<<<<
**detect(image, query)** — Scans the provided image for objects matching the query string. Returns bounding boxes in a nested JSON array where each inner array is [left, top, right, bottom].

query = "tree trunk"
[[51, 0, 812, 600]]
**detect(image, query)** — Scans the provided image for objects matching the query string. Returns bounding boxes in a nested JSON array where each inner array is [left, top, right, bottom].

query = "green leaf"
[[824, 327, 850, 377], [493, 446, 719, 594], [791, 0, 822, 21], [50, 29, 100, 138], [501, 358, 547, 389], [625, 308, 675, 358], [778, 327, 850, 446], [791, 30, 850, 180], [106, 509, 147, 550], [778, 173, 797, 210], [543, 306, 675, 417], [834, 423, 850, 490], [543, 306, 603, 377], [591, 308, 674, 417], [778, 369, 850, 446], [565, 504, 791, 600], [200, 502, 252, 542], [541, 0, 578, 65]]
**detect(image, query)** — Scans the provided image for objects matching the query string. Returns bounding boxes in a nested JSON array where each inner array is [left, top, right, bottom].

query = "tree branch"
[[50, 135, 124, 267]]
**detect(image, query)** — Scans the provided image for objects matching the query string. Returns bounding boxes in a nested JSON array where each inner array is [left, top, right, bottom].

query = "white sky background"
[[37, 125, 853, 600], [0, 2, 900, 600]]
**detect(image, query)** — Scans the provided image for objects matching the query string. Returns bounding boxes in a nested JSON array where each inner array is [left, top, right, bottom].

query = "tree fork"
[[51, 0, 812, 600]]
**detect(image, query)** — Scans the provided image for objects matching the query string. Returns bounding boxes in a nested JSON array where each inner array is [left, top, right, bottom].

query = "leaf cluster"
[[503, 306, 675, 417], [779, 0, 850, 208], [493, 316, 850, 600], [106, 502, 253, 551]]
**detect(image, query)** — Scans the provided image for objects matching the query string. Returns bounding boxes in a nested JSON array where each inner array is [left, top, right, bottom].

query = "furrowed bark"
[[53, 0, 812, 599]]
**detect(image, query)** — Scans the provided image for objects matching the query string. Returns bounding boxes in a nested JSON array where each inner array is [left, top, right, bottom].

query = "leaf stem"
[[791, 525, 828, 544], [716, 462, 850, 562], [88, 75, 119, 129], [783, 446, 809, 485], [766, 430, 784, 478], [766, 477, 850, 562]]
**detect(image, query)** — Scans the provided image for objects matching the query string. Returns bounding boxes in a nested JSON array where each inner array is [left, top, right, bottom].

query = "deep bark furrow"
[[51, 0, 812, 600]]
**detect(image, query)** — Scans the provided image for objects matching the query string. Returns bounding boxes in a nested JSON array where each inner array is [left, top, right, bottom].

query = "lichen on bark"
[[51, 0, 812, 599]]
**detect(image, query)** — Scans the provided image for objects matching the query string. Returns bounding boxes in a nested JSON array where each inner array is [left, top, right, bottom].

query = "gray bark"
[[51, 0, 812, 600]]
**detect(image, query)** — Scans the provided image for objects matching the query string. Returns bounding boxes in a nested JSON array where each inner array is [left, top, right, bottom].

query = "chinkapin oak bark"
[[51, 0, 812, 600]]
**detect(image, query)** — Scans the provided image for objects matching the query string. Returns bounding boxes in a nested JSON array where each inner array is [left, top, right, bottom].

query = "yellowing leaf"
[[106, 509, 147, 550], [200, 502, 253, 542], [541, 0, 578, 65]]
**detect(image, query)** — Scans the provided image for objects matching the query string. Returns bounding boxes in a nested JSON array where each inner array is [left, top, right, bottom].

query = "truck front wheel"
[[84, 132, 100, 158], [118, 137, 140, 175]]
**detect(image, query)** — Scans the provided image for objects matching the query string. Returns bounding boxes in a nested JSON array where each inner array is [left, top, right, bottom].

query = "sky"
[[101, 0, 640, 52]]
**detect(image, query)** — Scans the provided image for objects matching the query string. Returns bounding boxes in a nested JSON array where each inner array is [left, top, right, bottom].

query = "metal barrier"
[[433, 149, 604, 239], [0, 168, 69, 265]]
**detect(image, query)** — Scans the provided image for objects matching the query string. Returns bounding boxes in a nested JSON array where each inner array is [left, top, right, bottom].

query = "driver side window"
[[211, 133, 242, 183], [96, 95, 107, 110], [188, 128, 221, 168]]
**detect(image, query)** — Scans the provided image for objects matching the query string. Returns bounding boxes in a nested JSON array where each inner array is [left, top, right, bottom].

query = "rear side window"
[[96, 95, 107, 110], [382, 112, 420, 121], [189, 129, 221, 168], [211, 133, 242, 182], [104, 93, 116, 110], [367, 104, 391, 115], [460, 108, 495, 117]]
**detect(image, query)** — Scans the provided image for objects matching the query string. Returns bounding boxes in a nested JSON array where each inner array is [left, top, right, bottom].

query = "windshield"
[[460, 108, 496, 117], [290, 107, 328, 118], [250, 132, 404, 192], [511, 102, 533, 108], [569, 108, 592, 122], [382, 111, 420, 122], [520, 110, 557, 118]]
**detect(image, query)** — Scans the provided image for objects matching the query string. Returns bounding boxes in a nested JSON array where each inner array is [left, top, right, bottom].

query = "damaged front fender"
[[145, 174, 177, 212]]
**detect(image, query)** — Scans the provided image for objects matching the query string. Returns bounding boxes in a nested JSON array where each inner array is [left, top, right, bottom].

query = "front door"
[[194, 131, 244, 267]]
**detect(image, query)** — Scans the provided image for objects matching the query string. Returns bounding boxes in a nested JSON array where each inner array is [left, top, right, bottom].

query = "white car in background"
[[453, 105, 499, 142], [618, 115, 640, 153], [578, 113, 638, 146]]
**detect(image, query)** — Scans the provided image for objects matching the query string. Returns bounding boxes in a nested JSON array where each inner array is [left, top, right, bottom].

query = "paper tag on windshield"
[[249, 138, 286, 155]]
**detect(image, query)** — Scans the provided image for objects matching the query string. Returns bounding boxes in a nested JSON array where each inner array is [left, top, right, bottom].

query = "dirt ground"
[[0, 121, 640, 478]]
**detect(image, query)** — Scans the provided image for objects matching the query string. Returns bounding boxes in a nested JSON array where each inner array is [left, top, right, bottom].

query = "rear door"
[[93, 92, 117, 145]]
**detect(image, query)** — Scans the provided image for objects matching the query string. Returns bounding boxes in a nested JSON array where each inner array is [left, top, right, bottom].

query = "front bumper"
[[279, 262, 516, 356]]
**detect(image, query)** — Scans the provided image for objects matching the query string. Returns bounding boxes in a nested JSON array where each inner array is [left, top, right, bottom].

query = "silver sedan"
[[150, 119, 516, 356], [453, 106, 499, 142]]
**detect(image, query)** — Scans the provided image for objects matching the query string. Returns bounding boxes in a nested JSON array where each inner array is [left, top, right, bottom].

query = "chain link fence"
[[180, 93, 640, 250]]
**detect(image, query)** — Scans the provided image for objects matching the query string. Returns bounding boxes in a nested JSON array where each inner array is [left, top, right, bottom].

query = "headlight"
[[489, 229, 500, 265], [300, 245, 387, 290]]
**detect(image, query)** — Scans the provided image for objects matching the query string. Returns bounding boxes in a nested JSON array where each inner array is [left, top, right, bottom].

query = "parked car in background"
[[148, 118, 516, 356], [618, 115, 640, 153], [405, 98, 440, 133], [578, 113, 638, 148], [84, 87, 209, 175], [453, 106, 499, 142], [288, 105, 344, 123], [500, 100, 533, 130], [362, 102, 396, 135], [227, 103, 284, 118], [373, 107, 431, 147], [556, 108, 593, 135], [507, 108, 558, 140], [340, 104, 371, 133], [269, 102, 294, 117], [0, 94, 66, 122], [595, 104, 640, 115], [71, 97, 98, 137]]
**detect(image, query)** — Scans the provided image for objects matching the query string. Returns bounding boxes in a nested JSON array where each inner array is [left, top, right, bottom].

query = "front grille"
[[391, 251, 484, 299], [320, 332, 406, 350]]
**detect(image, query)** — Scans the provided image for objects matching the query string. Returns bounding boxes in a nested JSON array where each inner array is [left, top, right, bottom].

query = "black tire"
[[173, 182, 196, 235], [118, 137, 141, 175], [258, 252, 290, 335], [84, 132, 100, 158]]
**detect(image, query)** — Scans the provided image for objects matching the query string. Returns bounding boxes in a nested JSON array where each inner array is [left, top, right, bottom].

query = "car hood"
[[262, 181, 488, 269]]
>>>>
▶ _CONSIGNE_: Relève et recopie toutes les lignes de la liste ci-dessus qui contiennent le mot « white ». Respecte les majuscules et les minuscules.

▶ _RÉPONSE ATTENDUE_:
query = "white sky background"
query = "white car in background"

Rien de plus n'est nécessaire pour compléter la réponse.